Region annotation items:
>> begin

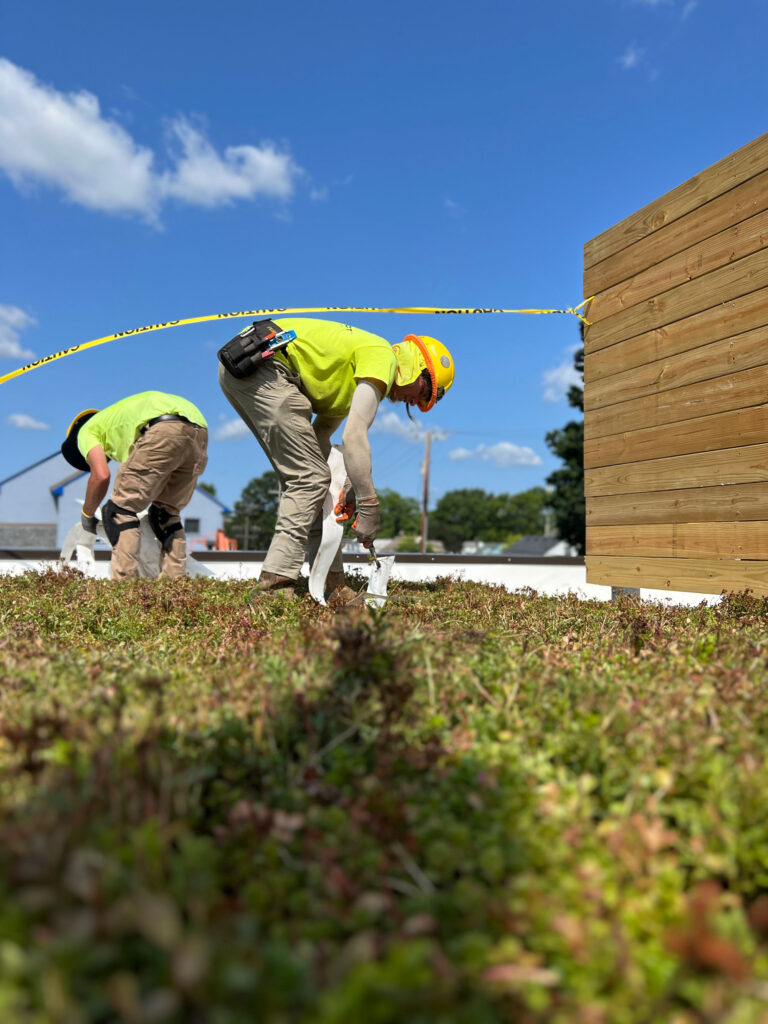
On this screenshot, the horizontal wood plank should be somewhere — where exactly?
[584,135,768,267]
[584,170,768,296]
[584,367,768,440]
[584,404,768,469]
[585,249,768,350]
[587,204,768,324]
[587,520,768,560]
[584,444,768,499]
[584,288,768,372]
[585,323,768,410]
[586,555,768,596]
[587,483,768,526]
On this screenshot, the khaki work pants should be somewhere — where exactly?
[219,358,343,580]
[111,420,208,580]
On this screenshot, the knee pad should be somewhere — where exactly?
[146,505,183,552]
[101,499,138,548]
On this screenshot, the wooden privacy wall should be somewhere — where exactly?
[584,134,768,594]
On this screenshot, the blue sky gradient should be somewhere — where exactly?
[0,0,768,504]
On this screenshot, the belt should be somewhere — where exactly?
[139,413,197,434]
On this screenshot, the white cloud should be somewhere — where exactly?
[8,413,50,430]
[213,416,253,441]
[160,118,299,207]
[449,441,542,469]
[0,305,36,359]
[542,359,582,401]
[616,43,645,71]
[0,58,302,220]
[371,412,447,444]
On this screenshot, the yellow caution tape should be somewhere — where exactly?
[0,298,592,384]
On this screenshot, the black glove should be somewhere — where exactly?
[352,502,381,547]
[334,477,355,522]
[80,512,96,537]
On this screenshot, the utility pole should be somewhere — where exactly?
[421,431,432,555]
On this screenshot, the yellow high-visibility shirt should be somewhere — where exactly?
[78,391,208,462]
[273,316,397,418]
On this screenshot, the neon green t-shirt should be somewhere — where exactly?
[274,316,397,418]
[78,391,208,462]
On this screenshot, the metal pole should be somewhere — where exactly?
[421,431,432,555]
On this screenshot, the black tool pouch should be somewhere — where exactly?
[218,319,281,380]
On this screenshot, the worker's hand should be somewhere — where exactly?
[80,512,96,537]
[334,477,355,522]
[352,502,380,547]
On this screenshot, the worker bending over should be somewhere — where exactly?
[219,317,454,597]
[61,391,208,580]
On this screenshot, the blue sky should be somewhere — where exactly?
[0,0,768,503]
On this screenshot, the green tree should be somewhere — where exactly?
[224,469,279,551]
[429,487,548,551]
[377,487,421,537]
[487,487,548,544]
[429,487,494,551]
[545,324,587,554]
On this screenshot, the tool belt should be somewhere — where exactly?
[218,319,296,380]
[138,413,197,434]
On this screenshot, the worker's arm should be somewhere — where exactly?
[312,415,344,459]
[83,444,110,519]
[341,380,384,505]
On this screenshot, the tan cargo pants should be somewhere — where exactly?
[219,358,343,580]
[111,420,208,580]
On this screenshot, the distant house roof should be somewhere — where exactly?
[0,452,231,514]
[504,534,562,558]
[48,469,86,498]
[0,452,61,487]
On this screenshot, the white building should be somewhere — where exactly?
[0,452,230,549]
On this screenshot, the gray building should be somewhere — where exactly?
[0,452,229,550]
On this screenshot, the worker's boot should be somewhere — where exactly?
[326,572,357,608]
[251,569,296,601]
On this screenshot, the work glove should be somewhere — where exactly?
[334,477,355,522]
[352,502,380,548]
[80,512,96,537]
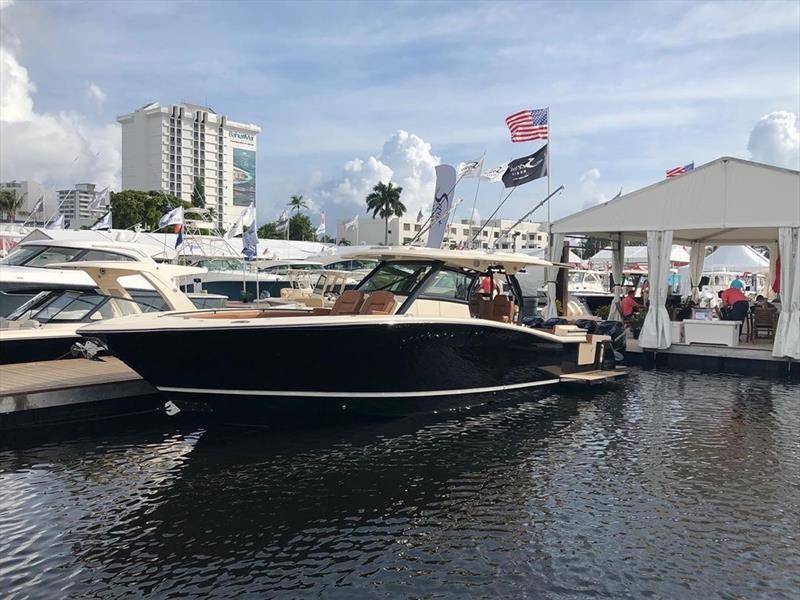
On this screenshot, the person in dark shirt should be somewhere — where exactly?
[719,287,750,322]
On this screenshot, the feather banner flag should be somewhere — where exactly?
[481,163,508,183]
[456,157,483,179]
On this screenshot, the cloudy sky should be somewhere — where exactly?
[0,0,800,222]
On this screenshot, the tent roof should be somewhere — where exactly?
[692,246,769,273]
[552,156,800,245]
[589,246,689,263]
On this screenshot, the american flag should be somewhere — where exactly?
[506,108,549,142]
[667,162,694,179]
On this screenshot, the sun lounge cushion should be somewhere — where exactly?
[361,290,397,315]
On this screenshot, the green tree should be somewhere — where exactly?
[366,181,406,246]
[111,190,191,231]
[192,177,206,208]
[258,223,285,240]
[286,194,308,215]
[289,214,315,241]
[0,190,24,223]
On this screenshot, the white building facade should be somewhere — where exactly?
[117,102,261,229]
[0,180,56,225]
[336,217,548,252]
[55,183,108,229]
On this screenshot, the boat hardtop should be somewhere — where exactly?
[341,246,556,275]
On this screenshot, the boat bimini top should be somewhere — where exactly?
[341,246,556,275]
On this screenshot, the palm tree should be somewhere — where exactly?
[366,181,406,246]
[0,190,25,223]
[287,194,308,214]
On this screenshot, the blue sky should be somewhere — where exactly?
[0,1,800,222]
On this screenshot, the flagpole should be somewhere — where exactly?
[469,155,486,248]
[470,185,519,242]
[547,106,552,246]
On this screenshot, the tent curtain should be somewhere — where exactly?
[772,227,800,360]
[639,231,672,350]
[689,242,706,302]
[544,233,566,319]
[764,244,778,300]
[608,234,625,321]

>> end
>> begin

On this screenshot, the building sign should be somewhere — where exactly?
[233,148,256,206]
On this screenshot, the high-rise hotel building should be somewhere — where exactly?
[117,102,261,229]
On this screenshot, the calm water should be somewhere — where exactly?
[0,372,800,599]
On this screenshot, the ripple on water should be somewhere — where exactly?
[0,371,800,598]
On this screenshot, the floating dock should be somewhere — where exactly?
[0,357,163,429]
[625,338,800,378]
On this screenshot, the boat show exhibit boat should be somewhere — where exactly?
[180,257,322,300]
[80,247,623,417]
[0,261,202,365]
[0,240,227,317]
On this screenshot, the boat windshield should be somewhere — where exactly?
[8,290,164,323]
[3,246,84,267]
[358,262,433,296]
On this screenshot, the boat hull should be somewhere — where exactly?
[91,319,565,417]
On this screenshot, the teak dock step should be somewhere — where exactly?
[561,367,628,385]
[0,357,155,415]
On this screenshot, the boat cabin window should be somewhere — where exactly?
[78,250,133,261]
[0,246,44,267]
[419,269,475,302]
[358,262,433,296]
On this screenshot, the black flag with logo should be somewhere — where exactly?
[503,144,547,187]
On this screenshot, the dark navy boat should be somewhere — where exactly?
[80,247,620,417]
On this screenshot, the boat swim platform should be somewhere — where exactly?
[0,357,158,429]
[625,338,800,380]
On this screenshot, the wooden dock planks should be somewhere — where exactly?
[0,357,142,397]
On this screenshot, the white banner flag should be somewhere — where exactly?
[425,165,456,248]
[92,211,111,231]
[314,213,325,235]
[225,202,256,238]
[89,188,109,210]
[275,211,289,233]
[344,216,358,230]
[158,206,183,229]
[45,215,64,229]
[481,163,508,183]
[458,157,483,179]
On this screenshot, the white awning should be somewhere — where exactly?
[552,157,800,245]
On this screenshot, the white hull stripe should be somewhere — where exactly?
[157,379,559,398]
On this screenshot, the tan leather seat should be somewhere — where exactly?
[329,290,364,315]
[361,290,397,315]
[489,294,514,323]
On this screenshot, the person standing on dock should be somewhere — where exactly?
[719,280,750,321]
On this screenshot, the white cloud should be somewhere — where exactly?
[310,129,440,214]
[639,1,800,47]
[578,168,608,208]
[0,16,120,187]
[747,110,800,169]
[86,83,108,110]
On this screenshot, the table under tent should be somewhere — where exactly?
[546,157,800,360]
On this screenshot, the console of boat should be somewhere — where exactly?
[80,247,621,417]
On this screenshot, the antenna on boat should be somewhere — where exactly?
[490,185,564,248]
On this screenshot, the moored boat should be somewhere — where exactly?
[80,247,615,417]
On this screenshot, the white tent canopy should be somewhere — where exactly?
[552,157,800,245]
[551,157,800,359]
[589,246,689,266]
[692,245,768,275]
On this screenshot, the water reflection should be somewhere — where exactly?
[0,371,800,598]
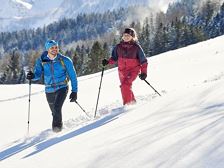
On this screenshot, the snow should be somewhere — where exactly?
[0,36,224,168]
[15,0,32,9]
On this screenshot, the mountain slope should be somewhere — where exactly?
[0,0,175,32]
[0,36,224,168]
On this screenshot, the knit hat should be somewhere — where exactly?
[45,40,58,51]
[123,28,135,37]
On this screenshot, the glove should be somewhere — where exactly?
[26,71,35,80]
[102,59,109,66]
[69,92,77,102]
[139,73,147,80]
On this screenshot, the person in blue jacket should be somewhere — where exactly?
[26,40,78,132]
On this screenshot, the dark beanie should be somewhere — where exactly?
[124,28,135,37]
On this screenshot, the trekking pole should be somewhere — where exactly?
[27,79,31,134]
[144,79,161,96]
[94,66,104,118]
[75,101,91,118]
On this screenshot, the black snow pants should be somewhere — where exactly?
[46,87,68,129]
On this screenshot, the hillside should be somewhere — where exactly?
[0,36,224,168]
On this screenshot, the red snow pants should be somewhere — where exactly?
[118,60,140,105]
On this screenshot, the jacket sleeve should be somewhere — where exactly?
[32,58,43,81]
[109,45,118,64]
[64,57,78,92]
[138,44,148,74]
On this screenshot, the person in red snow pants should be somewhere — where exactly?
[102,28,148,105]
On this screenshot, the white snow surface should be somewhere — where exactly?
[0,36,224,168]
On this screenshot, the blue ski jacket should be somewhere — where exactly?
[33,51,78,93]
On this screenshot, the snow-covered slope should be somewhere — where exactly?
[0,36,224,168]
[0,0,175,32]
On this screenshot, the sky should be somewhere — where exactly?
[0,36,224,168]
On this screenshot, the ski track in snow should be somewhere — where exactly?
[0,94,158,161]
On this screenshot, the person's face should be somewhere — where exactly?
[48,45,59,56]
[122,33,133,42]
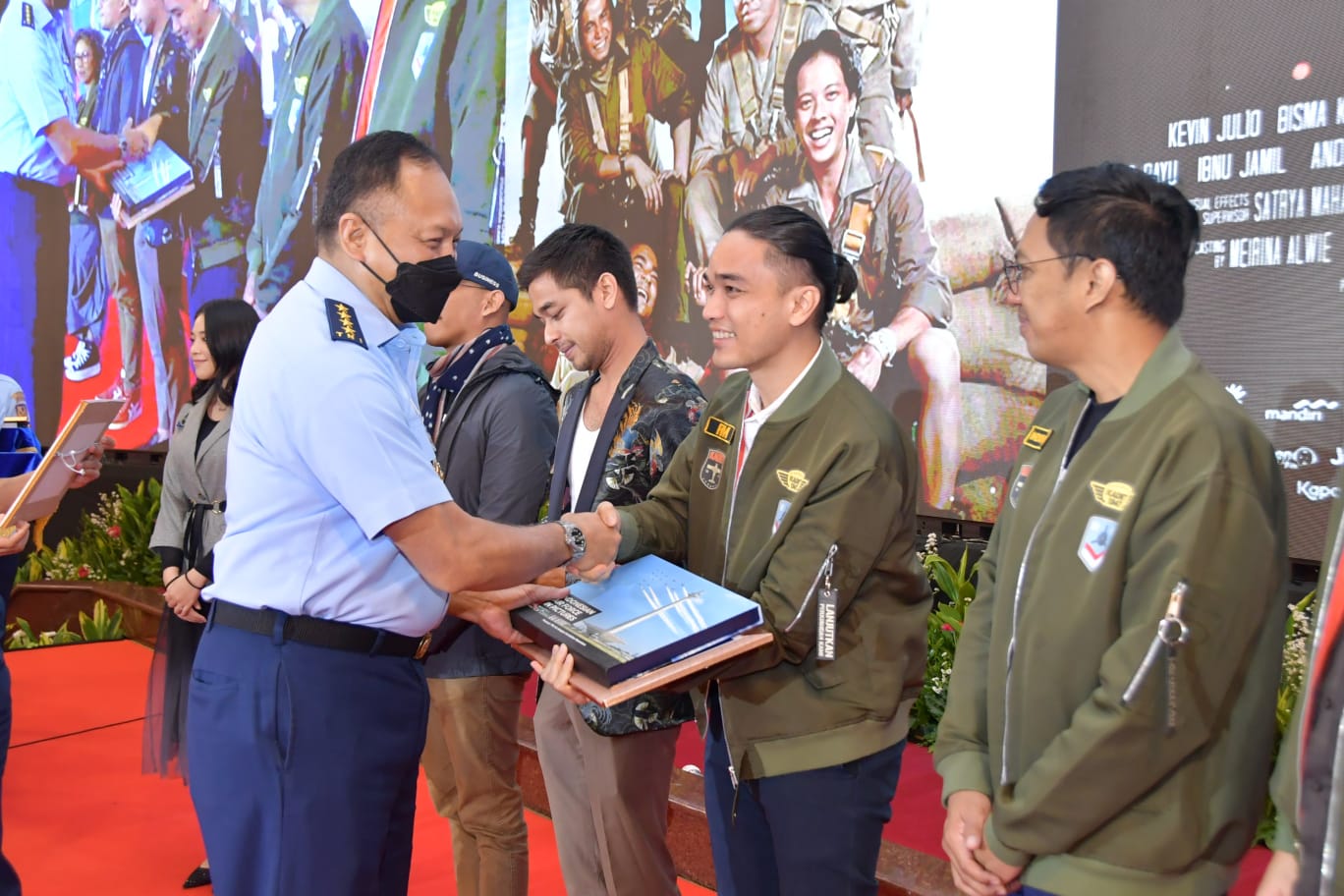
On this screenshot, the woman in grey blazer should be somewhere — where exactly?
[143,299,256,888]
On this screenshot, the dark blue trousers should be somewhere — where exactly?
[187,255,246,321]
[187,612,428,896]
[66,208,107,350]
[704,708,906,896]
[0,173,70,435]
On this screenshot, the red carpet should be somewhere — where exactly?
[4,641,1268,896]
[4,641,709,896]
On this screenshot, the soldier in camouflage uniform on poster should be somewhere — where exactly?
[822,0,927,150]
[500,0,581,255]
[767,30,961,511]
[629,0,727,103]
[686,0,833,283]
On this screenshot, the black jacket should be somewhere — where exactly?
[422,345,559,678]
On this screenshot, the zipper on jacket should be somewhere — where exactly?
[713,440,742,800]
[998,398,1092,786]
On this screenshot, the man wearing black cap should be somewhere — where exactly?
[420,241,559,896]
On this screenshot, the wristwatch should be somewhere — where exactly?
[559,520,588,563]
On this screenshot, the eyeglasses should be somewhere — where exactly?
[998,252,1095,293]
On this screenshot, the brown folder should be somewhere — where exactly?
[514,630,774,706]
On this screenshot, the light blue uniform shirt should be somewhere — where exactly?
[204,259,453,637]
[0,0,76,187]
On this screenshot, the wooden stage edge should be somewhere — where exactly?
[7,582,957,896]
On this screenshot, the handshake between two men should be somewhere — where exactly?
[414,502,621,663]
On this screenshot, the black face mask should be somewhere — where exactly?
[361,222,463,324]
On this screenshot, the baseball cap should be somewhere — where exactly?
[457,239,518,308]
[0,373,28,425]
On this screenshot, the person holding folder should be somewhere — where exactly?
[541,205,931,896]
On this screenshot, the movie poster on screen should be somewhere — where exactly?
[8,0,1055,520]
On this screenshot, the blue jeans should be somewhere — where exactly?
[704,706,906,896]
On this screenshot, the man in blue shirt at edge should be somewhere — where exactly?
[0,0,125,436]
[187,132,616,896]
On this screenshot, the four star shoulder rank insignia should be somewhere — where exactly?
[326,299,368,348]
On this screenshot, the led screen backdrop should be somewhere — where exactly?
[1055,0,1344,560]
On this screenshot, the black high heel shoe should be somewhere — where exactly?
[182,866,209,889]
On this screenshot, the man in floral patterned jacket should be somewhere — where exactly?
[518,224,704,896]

>> end

Can you write out the items again, beginning at the line that has "On this screenshot, the horizontal" and stopping after the line that has "[139,413,197,434]", renaming "knee pad" to "knee guard" and leaving everything else unchanged?

FINAL RESULT:
On this screenshot, the horizontal wood plank should be somewhere — where exactly?
[584,135,768,267]
[584,170,768,296]
[584,367,768,440]
[584,404,768,469]
[585,249,768,350]
[587,204,768,324]
[587,520,768,560]
[584,444,768,499]
[584,288,768,372]
[585,323,768,410]
[586,555,768,596]
[587,483,768,526]
On this screenshot, the khaki work pants should be somewhere — where exactly?
[219,358,343,580]
[111,420,208,580]
On this screenshot, the knee guard should be somewhere — where exactly?
[146,505,183,552]
[101,499,138,548]
On this screenshot, the wooden privacy wall should be somewhere — where exactly?
[584,134,768,594]
On this screenshot, the blue sky gradient should be somewhere — where exactly?
[0,0,768,504]
On this screenshot, the belt should be somewhere — where exactly?
[139,413,197,434]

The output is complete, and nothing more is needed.